Tentu kami berharap lebih banyak rekan-rekan yang berangkat ke AS dan melihat hal tersebut.
Salah satu
buka puasa terbaik yang pernah saya adakan yakni ketika dihadiri oleh
peserta program Youth Exchange and Study (YES). Kira-kira sekitar 80
pemuda Indonesia yang berada di jenjang SMA dikirim ke AS selama satu
bulan. Mereka menempuh pendidikan di sebuah SMA di seluruh AS.
Mereka
kembali ke Tanah Air di waktu yang bersamaan ketika bulan Ramadhan.
Kemudian, saya menggagas ide kenapa tidak menggelar buka puasa bersama
mereka. Paginya, mereka baru terbang dari AS dan malamnya ketika tiba di
Indonesia, mereka langsung dibawa untuk berbuka puasa.
Mereka
begitu hebat dan antusias untuk menceritakan pengalamannya ketika berada
di Alaska, New York, Texas dan dari berbagai daerah. Tiap pemuda itu
nantinya bisa menjadi Duta Besar bagi AS ketika kembali ke Indonesia
menjelaskan mengenai AS dan menekan apa yang dikatakan oleh orang-orang.
Kembali lagi, mereka akan menjadi Dubes yang lebih efektif.
[Catatan
Redaksi: Program YES telah dilaksanakan sejak tahun 2003 lalu dan telah
mengirimkan 700 pelajar Indonesia ke AS dan mengirimkan 10 pelajar AS
ke RI. Program tersebut diselenggarakan oleh Departemen Luar Negeri AS
kepada pelajar SMA atau sederajat untuk menjembatani pemahaman dan
saling pengertian antara masyarakat kedua negara].
-=-=-
# Yang Harus Dikerjakan:
(a) Menurut catatan redaksi dalam teks bacaan, sejak tahun berapa program YES dilaksanakan?
(b) Ringkas paragraf teks bacaan yang diawali "Salah satu buka puasa terbaik" menjadi daftar singkat tanpa menghilangkan fakta utamanya.
(c) Tuliskan kelanjutan teks bacaan tentang program YES, dimulai sesudah kalimat terakhirnya.

# Data yang Diberikan:
-=-=-
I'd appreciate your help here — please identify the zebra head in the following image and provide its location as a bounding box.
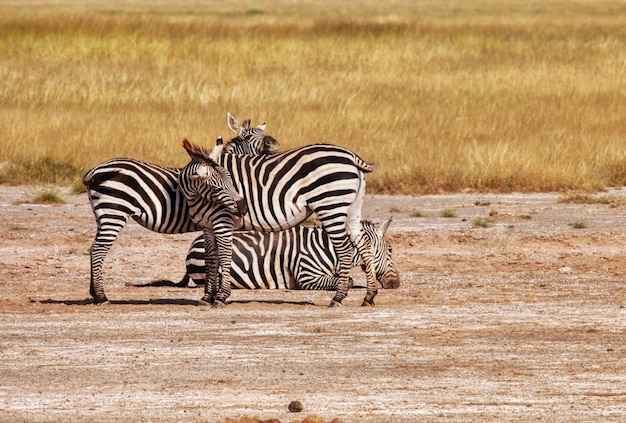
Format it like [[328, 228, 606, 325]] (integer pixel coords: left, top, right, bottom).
-=-=-
# Daftar Jawaban:
(a) Sejak tahun 2003.

(b)
- Salah satu buka puasa terbaik yang pernah diadakan penulis dihadiri peserta program Youth Exchange and Study (YES).
- Sekitar 80 pemuda Indonesia tingkat SMA dikirim ke AS selama satu bulan.
- Mereka menempuh pendidikan di SMA di seluruh AS.

(c)
Ada berapa pemuda Indonesia yang mengikuti program tersebut?
Kalau tidak
salah, tahun ini jumlahnya mencapai 83 orang. Ini merupakan program
yang kompetitif. Sekitar 8.000 orang mendaftar untuk program tersebut
Para
peserta dipilih berdasarkan kemampuan akademik, kemampuan Bahasa Inggris
dan kemampuan hidup untuk menyesuaikan diri di sana. Mereka juga
menjadi perwakilan bagi Indonesia dan menjelaskan kepada publik di AS
mengenai Indonesia. Itu juga menjadi cukup penting.
Banyak
publik di AS yang tidak mengetahui mengenai kesuksesan di Indonesia dan
kemajuan yang telah dicapai oleh negara ini sejak tahun 1998 lalu.
Jadi, pertukaran kaum muda Indonesia - Amerika sudah menjadi metode yang efektif untuk mendekatkan hubungan kedua negara ?
Benar. Para
pemuda di usia itu berpikiran lebih terbuka dan bersedia mendengarkan
pendapat rekan mereka. Dengan cara demikian, kami berharap lebih
mendorong publik AS untuk memahami mengenai Indonesia. Jadi, mengapa
tidak?
Apa
saja isu-isu menantang yang harus ditangani bersama oleh Indonesia dan
AS dan apakah ada langkah konkrit untuk mengatasi isu-isu tersebut?
Indonesia
dan AS merupakan masyarakat yang toleran. Kami memang menghadapi
berbagai peristiwa terkait ekstrimisme dan rasa benci seperti penembakan
membabi buta di Gereja Charleston, di mana seorang pemuda membunuh
banyak orang, tetapi hal penting yang perlu dipahami oleh orang-orang
yaitu masyarakat AS menolak perilaku seperti itu.
Warga dari
berbagai kalangan di AS termasuk Presiden Barack Obama menolak ideologi
kebencian yang ditunjukkan oleh pelaku. Presiden Obama secara pribadi
berkunjung ke gereja itu dan menyampaikan pernyataan duka di sana saat
upacara pemakaman.
Beliau
menyampaikan pernyataan yang indah mengenai pentingnya keikhlasan dan
dia juga menyinggung mengenai kerabat yang tewas terbunuh bersedia
memaafkan pelaku dan perbuatannya dari hati terdalam. Ini merupakan hal
yang menyentuh.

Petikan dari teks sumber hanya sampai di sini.